-- To do --
Your task is to restate the data word for word.

* * * * * * *

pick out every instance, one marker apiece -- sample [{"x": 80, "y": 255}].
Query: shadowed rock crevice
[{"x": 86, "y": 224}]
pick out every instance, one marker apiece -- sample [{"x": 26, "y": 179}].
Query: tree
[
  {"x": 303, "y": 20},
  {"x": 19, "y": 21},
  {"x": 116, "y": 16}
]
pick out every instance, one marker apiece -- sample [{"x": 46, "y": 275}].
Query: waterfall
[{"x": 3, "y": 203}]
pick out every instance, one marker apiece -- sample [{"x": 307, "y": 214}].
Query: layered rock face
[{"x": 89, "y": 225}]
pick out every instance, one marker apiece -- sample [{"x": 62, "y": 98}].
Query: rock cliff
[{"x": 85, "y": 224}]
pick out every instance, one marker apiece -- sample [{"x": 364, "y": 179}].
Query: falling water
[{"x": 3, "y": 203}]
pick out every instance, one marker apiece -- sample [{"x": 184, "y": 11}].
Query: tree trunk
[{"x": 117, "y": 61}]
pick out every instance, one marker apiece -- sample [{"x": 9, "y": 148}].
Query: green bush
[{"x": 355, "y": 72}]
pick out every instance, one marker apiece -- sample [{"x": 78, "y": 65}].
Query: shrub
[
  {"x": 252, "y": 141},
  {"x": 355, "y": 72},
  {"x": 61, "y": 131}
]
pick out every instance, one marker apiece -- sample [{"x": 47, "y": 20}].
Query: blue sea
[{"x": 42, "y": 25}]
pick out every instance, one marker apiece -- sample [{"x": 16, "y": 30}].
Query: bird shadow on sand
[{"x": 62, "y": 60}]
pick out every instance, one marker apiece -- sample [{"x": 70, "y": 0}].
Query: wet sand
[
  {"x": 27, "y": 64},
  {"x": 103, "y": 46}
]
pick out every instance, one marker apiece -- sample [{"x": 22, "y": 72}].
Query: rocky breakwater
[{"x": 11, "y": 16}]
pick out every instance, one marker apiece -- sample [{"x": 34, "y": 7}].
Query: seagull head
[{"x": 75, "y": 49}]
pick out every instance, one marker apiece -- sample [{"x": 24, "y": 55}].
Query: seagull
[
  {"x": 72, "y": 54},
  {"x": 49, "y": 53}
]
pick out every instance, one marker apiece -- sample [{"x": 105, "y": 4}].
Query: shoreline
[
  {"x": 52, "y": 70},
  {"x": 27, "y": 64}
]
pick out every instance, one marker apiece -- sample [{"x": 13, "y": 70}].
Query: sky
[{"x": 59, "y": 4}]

* * * * * * *

-- Answer --
pick out every instance, one marker apiece -- sample [{"x": 80, "y": 255}].
Query: shadowed rock crevice
[{"x": 86, "y": 224}]
pick out every instance, one marker apiece -- sample [{"x": 26, "y": 179}].
Query: tree
[
  {"x": 303, "y": 20},
  {"x": 19, "y": 21},
  {"x": 116, "y": 16}
]
pick out every instance, one marker apiece -- sample [{"x": 46, "y": 275}].
Query: waterfall
[{"x": 3, "y": 203}]
pick out every instance, one marker apiece -- sample [{"x": 307, "y": 214}].
Query: layered rock face
[{"x": 89, "y": 225}]
pick out every instance, one marker apiece -- sample [{"x": 62, "y": 98}].
Query: rock cliff
[{"x": 85, "y": 224}]
pick out every instance, one marker apiece -- sample [{"x": 364, "y": 179}].
Query: falling water
[{"x": 3, "y": 203}]
pick out every instance, one marker apiece -- sample [{"x": 184, "y": 11}].
Query: tree trunk
[{"x": 117, "y": 61}]
pick out every instance, one marker apiece -- sample [{"x": 9, "y": 148}].
Query: green bush
[{"x": 355, "y": 72}]
pick out every instance, one marker apiece -- sample [{"x": 78, "y": 65}].
Query: shrub
[
  {"x": 252, "y": 141},
  {"x": 355, "y": 72},
  {"x": 61, "y": 131}
]
pick out every instance, one marker apiece -- sample [{"x": 47, "y": 20}].
Query: blue sea
[{"x": 42, "y": 25}]
pick out every instance, one marker apiece -- sample [{"x": 16, "y": 30}].
Query: bird shadow on sand
[{"x": 62, "y": 60}]
pick out every instance, one marker apiece -- sample [{"x": 70, "y": 0}].
Query: wet sand
[
  {"x": 27, "y": 64},
  {"x": 103, "y": 46}
]
pick out every instance, one marker apiece -- sample [{"x": 22, "y": 72}].
Query: rocky breakwater
[{"x": 11, "y": 16}]
pick out every instance, one marker apiece -- sample [{"x": 34, "y": 7}].
Query: seagull head
[{"x": 75, "y": 49}]
pick out every instance, one marker apiece -- sample [{"x": 24, "y": 55}].
Query: seagull
[
  {"x": 72, "y": 54},
  {"x": 49, "y": 53}
]
pick out every instance, one marker apiece -- sample [{"x": 105, "y": 4}].
Query: shoreline
[
  {"x": 52, "y": 70},
  {"x": 27, "y": 64}
]
pick out every instance, one marker apiece -- sample [{"x": 13, "y": 70}].
Query: sky
[{"x": 59, "y": 4}]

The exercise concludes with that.